◆ УСЛОВИЕ ЗАДАНИЯ
Объясните по тексту о поэзии Янышева, почему герой его стихов назван «лирическим героем» в полной мере. Уложитесь в одно–три предложения.

◆ ТЕКСТ СТРАНИЦЫ
• • • • • • •
Новый Мир Новый Мир - Новый Мир ( № 11 2005)
Янышев разыгрывает Поэзию как партитуру, и его манера рождается как исполнительская интерпретация в ее романтическом понимании, которая есть не что иное, как воспроизведение момента творчества, претворение.
И значит, герой его стихов — в полной мере “лирический герой”, максимально биографически сближенный с автором, — граница между жизнью и творчеством в данном случае предельно проницаема. И герой этот, как и полагается ему, одержим большим, чем он сам, почти сверхличным чувством. Не вписанная в быт, психологически анатомированная, “романная” любовь современной поэзии, а любовь — прозрение, платоновский Эрос, отсылающий к истокам европейской лирики и позволяющий автору соединить в слове чувственное с трансцендентным:
Росло? Росло потом в тебе такое,
К чему по отношенью мы одни,
Что не рассечь на женское-мужское,
Не застирать, как пятна простыни.
• • • • • • •
(Фрагмент набора данных)
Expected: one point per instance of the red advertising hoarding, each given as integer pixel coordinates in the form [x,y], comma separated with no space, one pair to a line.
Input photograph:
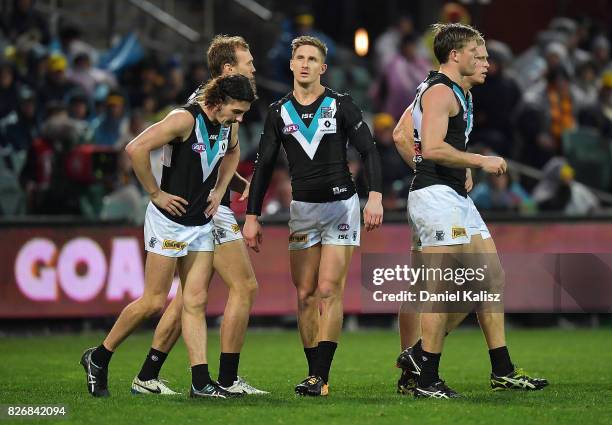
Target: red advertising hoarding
[96,271]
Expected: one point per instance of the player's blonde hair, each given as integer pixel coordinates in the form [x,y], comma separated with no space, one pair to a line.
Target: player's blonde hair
[450,37]
[307,40]
[222,50]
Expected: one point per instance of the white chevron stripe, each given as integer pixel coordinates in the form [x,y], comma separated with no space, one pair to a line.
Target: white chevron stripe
[309,148]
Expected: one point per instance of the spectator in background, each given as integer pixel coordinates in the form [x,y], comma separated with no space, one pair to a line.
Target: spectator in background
[575,54]
[601,54]
[25,21]
[396,88]
[8,89]
[57,85]
[531,65]
[585,86]
[557,191]
[501,193]
[600,115]
[73,45]
[547,112]
[496,103]
[112,125]
[198,73]
[19,128]
[44,176]
[386,45]
[84,75]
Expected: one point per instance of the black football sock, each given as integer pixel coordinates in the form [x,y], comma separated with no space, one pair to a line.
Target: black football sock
[101,356]
[311,358]
[430,362]
[152,365]
[228,368]
[325,356]
[500,361]
[199,376]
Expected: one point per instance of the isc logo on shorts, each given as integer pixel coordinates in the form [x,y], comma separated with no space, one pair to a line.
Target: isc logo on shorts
[457,232]
[170,244]
[298,237]
[291,128]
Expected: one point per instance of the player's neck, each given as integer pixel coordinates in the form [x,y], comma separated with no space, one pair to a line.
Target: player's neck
[209,112]
[452,73]
[306,94]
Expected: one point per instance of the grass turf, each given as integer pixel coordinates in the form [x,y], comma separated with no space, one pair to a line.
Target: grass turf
[45,370]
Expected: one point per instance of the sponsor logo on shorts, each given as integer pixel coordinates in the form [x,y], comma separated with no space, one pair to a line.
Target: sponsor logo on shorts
[327,112]
[291,128]
[198,147]
[457,232]
[298,237]
[170,244]
[219,234]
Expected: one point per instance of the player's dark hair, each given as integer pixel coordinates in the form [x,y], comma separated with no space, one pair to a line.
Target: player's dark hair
[226,88]
[222,50]
[450,37]
[307,40]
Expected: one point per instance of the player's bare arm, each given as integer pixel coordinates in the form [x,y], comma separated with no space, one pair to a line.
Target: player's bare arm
[438,105]
[403,137]
[176,125]
[227,170]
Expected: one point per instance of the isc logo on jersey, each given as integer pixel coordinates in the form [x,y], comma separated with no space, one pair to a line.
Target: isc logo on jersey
[291,128]
[198,147]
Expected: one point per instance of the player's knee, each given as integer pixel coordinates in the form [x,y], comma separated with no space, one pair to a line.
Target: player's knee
[153,306]
[329,290]
[195,303]
[246,289]
[306,296]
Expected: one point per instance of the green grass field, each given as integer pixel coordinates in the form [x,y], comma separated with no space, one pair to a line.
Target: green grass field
[45,370]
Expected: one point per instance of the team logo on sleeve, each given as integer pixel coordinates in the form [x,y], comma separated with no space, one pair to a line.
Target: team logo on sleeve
[290,129]
[327,112]
[198,147]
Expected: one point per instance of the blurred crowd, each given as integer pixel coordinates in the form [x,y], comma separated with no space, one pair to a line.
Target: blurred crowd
[67,110]
[549,109]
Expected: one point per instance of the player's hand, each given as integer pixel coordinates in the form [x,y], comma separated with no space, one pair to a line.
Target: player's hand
[373,211]
[245,192]
[494,165]
[214,199]
[174,205]
[251,232]
[469,183]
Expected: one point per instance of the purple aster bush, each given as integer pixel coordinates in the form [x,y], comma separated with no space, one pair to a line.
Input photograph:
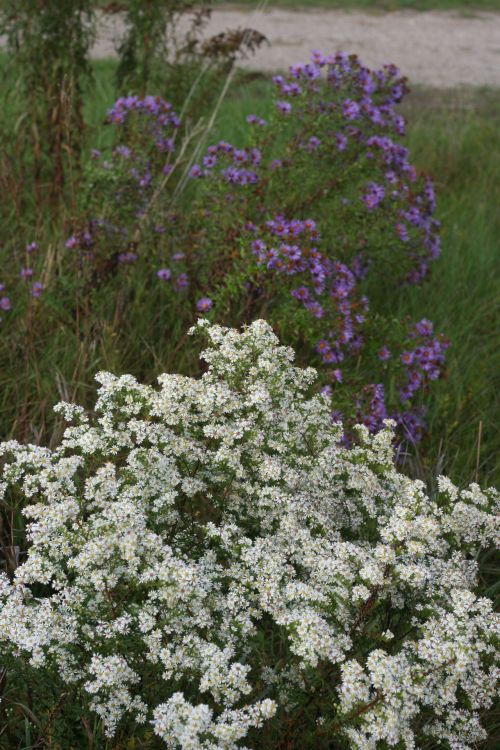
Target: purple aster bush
[317,222]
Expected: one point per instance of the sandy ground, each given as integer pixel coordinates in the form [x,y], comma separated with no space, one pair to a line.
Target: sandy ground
[441,49]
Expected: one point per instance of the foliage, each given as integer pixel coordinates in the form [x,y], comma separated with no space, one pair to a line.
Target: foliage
[164,49]
[328,150]
[206,559]
[49,43]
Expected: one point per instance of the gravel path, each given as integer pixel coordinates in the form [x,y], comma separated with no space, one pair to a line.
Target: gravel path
[441,49]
• • • • • • •
◆ РЕШЕНИЕ ЗАДАНИЯ
Янышев разыгрывает поэзию как партитуру. Его манера возникает как исполнительская интерпретация в романтическом понимании, то есть как воспроизведение момента творчества. Поэтому герой его стихов максимально биографически сближен с автором, а граница между жизнью и творчеством предельно проницаема.